* _RECORDS FOR THE EXERCISE_:
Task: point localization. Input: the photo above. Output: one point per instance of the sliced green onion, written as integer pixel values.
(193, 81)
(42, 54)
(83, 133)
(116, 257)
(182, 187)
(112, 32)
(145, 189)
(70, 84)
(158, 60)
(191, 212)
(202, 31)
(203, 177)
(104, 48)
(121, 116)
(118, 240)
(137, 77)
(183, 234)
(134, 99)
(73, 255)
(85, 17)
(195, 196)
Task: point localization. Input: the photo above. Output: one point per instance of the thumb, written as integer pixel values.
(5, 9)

--

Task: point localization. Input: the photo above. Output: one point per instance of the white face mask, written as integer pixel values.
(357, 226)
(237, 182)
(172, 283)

* _SET EXERCISE_:
Pick out every line in the rows above that contains the word "localization", treating uppercase and lowercase as different.

* _THE COMPLETED TASK_:
Task: point localization. Input: the photo above. Output: one point per instance of the sliced green onion, written as integer pixel values.
Task: point localization. Input: the photo above. Output: one point per instance of the thumb, written as integer pixel values.
Task: point localization. Input: the photo above. Output: one point per instance of the white face mask, written as integer pixel values.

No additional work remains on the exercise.